* TASK BRIEF: Can you reproduce the records from the line with "Category: sign board" to the line with "pixel 822 646", both included, leaving out the pictures?

::::

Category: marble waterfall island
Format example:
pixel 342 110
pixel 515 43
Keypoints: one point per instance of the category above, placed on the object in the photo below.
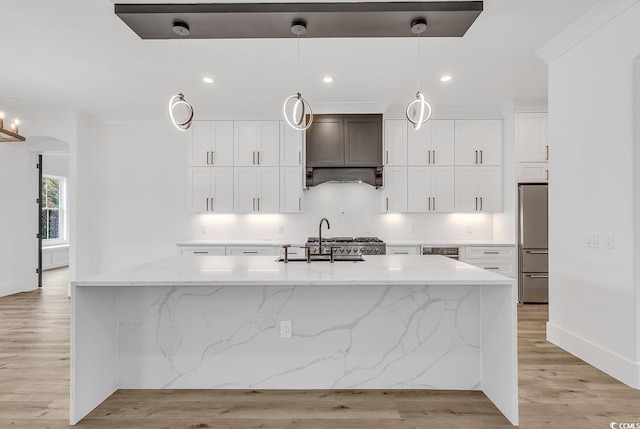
pixel 213 322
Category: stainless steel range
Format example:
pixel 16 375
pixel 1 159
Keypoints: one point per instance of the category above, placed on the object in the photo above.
pixel 347 246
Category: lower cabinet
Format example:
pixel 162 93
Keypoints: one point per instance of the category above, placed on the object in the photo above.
pixel 250 251
pixel 403 250
pixel 257 189
pixel 501 260
pixel 478 189
pixel 210 190
pixel 202 250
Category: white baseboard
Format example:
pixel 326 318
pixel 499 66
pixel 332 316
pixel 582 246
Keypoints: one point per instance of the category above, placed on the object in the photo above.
pixel 616 366
pixel 10 288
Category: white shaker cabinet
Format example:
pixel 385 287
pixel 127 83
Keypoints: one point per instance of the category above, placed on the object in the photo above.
pixel 533 145
pixel 256 143
pixel 478 142
pixel 430 189
pixel 395 142
pixel 290 146
pixel 291 189
pixel 256 189
pixel 394 194
pixel 210 190
pixel 432 144
pixel 211 144
pixel 478 189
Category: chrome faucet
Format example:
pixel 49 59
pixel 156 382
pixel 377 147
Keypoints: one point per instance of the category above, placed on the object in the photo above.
pixel 324 219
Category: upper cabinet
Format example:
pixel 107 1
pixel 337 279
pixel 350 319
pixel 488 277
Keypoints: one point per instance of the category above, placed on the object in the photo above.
pixel 344 140
pixel 290 146
pixel 532 137
pixel 257 143
pixel 478 142
pixel 432 144
pixel 395 142
pixel 211 144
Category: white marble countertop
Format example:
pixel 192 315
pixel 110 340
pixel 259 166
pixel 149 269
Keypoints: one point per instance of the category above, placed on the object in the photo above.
pixel 188 270
pixel 270 242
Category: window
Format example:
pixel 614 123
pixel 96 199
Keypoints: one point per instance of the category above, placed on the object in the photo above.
pixel 53 209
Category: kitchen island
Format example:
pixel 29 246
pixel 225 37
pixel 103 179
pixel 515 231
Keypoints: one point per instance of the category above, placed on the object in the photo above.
pixel 213 322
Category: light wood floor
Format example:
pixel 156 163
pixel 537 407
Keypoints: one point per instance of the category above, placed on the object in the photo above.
pixel 557 390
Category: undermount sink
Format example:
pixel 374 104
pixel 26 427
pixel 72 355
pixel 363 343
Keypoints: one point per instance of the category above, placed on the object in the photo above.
pixel 324 258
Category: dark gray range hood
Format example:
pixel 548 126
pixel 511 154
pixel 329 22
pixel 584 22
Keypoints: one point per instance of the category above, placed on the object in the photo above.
pixel 344 149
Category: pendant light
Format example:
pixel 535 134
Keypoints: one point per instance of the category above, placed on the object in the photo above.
pixel 419 110
pixel 182 29
pixel 295 108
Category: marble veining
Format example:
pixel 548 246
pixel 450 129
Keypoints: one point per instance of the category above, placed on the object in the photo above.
pixel 343 337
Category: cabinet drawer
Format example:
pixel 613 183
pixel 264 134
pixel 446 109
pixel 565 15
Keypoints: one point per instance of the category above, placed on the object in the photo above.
pixel 504 268
pixel 489 253
pixel 402 250
pixel 211 251
pixel 250 251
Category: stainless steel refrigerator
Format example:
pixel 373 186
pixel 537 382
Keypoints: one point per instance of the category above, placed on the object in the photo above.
pixel 533 246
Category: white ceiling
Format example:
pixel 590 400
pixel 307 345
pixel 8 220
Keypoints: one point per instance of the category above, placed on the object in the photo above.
pixel 67 56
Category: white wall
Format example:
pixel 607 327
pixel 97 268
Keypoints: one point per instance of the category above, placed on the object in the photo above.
pixel 594 292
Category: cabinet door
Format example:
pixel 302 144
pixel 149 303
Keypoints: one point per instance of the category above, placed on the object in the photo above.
pixel 395 142
pixel 466 198
pixel 442 142
pixel 419 189
pixel 466 142
pixel 490 189
pixel 394 197
pixel 532 137
pixel 244 186
pixel 325 142
pixel 200 144
pixel 490 142
pixel 267 189
pixel 363 140
pixel 290 190
pixel 245 143
pixel 268 148
pixel 290 146
pixel 221 190
pixel 442 189
pixel 199 188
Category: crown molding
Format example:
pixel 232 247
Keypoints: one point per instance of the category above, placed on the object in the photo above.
pixel 594 19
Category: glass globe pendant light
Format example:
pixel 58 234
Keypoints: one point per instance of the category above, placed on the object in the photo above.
pixel 297 111
pixel 419 110
pixel 178 102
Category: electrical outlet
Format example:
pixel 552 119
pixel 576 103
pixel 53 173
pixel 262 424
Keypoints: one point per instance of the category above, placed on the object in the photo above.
pixel 285 329
pixel 591 239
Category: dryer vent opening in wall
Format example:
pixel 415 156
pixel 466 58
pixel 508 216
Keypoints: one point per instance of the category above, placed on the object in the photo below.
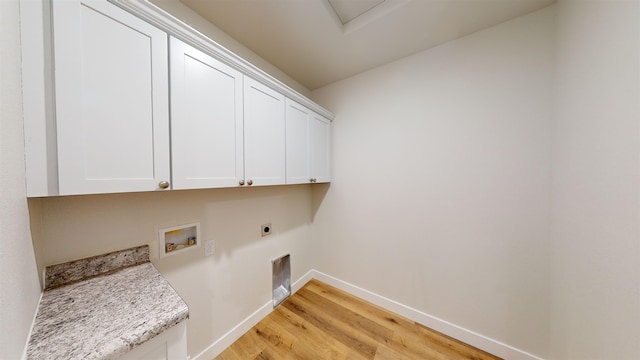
pixel 281 279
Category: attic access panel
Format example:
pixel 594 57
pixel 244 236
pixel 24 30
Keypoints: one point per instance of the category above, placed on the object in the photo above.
pixel 348 10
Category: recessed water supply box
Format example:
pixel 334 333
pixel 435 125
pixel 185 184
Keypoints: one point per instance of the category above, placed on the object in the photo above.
pixel 176 239
pixel 281 279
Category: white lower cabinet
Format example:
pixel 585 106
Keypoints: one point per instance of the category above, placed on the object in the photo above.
pixel 264 135
pixel 308 142
pixel 206 120
pixel 111 86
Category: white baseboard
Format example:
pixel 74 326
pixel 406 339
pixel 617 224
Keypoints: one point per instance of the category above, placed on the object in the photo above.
pixel 470 337
pixel 457 332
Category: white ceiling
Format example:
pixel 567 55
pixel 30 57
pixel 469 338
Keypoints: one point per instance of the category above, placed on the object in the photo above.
pixel 311 43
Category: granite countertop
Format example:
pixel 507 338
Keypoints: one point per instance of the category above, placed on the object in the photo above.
pixel 105 315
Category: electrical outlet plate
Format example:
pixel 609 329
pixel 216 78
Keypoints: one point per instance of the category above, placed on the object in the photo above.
pixel 266 229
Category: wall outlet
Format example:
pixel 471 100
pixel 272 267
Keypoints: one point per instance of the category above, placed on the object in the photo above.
pixel 209 247
pixel 266 229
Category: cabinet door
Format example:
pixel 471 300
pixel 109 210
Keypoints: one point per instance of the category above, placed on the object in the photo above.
pixel 111 87
pixel 264 135
pixel 297 140
pixel 320 148
pixel 206 120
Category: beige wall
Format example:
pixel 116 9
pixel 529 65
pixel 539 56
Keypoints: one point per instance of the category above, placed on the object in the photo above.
pixel 19 287
pixel 595 243
pixel 441 190
pixel 188 16
pixel 220 290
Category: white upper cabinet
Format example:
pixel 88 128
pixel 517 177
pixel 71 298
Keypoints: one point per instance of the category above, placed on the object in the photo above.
pixel 297 125
pixel 320 148
pixel 206 120
pixel 308 139
pixel 264 135
pixel 100 116
pixel 111 96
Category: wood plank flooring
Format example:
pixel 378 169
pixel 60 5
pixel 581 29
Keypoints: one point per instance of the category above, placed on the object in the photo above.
pixel 322 322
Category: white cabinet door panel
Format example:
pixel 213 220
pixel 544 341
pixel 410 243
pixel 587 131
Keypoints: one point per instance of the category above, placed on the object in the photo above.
pixel 111 99
pixel 264 134
pixel 320 148
pixel 206 120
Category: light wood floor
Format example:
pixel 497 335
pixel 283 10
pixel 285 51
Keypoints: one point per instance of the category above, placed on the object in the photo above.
pixel 322 322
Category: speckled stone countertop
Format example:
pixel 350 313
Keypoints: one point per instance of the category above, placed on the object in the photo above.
pixel 104 316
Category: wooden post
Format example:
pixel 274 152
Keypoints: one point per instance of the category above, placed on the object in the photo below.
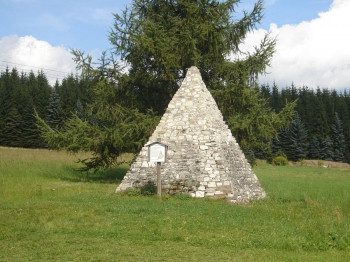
pixel 159 180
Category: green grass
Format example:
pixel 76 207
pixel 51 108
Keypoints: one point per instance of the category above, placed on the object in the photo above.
pixel 49 212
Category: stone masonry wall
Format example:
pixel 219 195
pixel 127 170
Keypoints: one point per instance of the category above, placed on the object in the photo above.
pixel 204 159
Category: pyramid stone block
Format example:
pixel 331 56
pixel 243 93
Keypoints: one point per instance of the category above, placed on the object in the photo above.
pixel 204 159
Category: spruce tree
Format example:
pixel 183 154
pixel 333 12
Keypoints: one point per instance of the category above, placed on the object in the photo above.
pixel 160 39
pixel 296 144
pixel 314 148
pixel 338 139
pixel 54 112
pixel 326 149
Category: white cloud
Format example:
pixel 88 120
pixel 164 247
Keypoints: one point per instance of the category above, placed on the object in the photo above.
pixel 313 53
pixel 27 53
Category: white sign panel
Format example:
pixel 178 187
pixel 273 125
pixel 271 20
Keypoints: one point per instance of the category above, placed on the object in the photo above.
pixel 157 152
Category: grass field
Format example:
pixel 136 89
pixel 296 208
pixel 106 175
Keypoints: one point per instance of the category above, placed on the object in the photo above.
pixel 49 212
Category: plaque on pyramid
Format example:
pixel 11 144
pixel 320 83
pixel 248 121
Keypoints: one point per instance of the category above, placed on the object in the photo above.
pixel 203 158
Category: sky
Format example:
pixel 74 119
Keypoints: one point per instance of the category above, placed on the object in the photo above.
pixel 312 37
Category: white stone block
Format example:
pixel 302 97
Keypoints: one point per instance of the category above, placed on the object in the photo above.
pixel 200 194
pixel 211 184
pixel 201 188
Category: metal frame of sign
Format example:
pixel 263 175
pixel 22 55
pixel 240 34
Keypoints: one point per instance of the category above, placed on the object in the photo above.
pixel 157 152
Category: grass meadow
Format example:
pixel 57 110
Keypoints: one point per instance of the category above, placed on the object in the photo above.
pixel 50 212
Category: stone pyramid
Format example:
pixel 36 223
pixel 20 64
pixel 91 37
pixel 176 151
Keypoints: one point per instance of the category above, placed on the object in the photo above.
pixel 204 159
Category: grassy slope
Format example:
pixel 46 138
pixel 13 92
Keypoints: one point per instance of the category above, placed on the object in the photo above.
pixel 50 212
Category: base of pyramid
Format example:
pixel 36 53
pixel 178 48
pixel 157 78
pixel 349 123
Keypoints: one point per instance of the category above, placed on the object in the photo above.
pixel 204 159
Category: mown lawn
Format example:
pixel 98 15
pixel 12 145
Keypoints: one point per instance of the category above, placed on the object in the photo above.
pixel 49 212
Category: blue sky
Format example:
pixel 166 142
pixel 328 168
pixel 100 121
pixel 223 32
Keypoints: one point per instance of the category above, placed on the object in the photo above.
pixel 40 33
pixel 84 24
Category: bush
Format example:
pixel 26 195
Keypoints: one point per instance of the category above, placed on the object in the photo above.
pixel 280 161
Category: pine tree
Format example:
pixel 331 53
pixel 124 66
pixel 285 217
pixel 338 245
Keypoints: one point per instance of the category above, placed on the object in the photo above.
pixel 338 139
pixel 314 148
pixel 161 39
pixel 12 130
pixel 296 144
pixel 54 113
pixel 326 149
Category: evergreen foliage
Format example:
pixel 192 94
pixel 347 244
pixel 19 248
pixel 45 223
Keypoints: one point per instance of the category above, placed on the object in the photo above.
pixel 109 130
pixel 314 148
pixel 54 113
pixel 296 145
pixel 338 139
pixel 326 151
pixel 161 39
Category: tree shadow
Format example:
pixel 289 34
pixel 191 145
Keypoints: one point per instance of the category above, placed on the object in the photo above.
pixel 110 175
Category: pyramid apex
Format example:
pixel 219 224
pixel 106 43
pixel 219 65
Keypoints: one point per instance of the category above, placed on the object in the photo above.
pixel 203 158
pixel 193 69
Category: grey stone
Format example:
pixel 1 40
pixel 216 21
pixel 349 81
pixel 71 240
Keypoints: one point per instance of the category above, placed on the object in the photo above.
pixel 203 158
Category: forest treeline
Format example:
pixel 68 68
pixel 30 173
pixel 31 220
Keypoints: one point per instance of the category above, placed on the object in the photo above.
pixel 320 128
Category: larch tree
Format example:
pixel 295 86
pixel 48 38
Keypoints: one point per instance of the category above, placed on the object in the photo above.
pixel 160 39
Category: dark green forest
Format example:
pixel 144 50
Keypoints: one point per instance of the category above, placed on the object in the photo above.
pixel 320 128
pixel 108 112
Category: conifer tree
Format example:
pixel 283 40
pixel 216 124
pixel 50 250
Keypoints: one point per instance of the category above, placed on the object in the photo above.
pixel 296 140
pixel 160 39
pixel 326 149
pixel 314 148
pixel 54 112
pixel 338 139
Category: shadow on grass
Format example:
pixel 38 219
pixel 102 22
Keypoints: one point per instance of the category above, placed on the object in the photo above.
pixel 110 175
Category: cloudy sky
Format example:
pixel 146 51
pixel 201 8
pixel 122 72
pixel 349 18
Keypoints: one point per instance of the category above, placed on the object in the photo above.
pixel 312 48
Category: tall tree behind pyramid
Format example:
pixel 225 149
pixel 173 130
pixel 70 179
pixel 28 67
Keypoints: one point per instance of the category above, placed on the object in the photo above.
pixel 203 158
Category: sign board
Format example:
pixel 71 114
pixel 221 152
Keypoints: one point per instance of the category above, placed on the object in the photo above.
pixel 157 152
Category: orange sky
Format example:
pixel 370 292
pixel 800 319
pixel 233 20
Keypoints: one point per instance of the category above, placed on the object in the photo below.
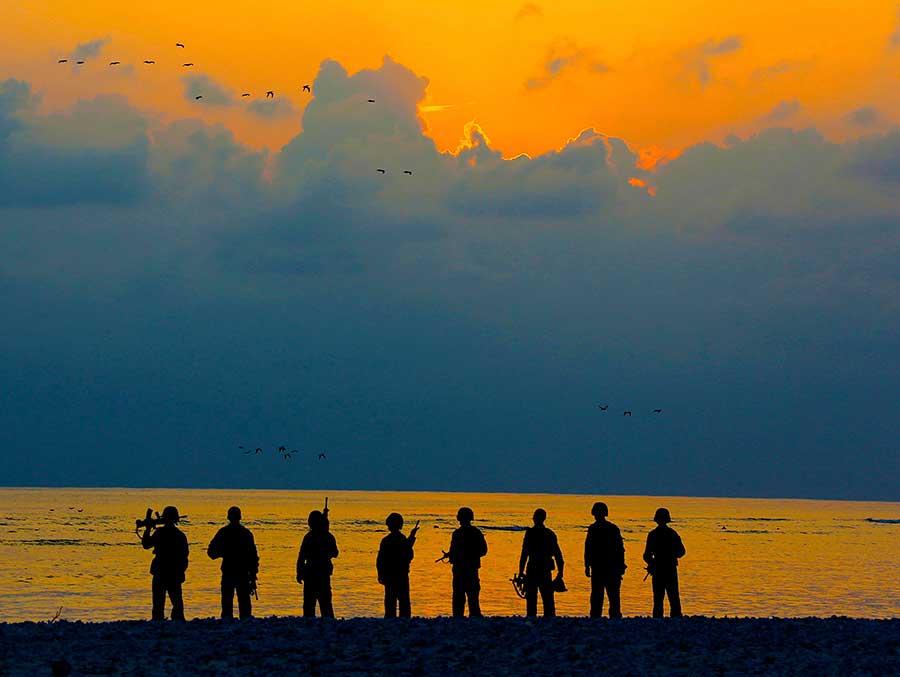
pixel 645 72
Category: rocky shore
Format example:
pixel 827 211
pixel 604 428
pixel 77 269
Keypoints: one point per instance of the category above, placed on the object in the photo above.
pixel 822 646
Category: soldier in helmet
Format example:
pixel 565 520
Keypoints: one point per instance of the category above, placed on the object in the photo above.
pixel 540 549
pixel 467 547
pixel 664 548
pixel 392 564
pixel 314 567
pixel 240 564
pixel 170 561
pixel 604 562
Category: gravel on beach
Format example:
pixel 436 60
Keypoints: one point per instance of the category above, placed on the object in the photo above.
pixel 498 645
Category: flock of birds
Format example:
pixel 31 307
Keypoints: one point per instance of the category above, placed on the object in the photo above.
pixel 282 450
pixel 627 412
pixel 270 94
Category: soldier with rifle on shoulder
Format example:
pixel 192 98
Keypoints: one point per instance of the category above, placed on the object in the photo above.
pixel 314 567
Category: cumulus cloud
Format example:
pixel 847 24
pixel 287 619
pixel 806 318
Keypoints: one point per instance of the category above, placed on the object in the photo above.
pixel 696 61
pixel 90 49
pixel 95 152
pixel 270 109
pixel 758 267
pixel 867 116
pixel 564 55
pixel 213 93
pixel 782 111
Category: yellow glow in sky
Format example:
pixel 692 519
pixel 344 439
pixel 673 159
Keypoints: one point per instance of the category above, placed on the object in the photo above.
pixel 533 74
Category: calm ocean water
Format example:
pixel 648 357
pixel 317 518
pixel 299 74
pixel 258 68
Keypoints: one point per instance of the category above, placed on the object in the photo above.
pixel 76 549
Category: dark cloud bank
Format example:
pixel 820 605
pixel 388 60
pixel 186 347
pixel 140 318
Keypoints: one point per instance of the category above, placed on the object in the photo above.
pixel 167 294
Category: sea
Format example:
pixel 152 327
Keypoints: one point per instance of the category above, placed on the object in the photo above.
pixel 74 554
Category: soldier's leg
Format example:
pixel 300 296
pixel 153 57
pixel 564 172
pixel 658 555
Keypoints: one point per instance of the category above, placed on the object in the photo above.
pixel 531 589
pixel 596 595
pixel 547 598
pixel 659 593
pixel 613 591
pixel 227 598
pixel 390 600
pixel 177 600
pixel 674 595
pixel 474 593
pixel 309 598
pixel 459 595
pixel 325 606
pixel 158 590
pixel 245 604
pixel 403 597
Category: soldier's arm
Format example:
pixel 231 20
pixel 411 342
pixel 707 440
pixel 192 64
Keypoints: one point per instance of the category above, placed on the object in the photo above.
pixel 524 556
pixel 254 558
pixel 587 554
pixel 648 551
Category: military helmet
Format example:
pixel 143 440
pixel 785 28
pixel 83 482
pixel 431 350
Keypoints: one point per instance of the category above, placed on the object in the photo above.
pixel 170 515
pixel 465 514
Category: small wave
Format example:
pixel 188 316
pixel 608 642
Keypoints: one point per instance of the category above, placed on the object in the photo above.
pixel 503 528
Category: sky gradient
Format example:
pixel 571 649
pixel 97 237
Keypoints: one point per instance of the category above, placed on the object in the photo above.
pixel 693 207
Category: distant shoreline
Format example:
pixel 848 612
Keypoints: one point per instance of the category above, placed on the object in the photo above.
pixel 494 645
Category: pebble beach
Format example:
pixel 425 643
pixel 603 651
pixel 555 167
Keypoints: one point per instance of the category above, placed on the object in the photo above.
pixel 498 645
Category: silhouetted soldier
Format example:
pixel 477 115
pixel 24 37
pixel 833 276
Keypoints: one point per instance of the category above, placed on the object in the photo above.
pixel 663 549
pixel 539 550
pixel 394 557
pixel 240 564
pixel 170 560
pixel 314 567
pixel 467 547
pixel 604 562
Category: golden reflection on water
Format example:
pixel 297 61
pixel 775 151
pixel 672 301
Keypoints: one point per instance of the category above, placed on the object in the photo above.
pixel 745 557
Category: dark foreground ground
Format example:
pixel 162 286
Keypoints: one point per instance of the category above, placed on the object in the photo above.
pixel 636 646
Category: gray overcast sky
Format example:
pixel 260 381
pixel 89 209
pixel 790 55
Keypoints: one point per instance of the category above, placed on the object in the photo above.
pixel 166 295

::::

* TASK SOLUTION:
Category: sign board
Format example:
pixel 71 114
pixel 221 152
Keypoints: one point per instance of the category above, placed on the object in the photo above.
pixel 157 152
Category: orange sky
Format example:
pixel 370 292
pixel 800 319
pixel 233 20
Keypoints: one point per instance of the category above, placed on the object in the photo below.
pixel 645 72
Category: rocky shore
Format example:
pixel 827 211
pixel 604 428
pixel 77 269
Keypoints: one point per instance of the category above, placed on the object in the photo above.
pixel 822 646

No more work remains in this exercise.